TASK OBJECTIVE: Looking at the entries, say how many lines contain the string "search". Offer nothing besides the number.

EXTRACTED RECORDS:
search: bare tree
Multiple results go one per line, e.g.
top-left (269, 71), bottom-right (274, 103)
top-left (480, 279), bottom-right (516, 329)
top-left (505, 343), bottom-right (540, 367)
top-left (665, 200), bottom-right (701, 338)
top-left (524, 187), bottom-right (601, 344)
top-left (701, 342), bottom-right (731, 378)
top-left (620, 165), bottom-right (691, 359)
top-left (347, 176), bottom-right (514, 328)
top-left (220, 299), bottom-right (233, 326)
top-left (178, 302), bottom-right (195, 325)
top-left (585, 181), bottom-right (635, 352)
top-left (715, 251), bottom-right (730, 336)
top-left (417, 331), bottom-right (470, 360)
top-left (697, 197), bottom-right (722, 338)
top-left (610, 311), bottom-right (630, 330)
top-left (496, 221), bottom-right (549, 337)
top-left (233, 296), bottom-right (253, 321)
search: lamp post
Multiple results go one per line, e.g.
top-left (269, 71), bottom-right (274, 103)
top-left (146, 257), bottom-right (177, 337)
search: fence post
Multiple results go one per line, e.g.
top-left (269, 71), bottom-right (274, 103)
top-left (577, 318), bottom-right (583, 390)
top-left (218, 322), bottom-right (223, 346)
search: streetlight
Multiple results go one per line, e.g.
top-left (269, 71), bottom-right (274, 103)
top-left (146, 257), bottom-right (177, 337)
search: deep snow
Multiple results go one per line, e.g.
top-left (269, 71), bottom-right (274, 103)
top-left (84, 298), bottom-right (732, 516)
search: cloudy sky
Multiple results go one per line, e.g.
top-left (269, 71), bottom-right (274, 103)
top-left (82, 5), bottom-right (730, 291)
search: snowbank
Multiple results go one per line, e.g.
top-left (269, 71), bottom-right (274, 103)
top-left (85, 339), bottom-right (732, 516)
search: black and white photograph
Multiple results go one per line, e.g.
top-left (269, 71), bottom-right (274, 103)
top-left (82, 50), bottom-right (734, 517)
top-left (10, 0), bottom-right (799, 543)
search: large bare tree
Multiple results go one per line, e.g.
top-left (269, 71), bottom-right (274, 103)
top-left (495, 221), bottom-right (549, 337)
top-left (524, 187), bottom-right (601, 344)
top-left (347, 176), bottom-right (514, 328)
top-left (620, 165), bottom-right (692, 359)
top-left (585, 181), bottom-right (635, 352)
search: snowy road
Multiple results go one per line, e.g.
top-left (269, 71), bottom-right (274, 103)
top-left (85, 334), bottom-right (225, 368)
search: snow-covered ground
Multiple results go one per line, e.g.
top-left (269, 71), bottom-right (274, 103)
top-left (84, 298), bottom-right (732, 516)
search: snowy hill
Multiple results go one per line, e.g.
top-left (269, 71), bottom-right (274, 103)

RESULT FOR THIS TASK: 12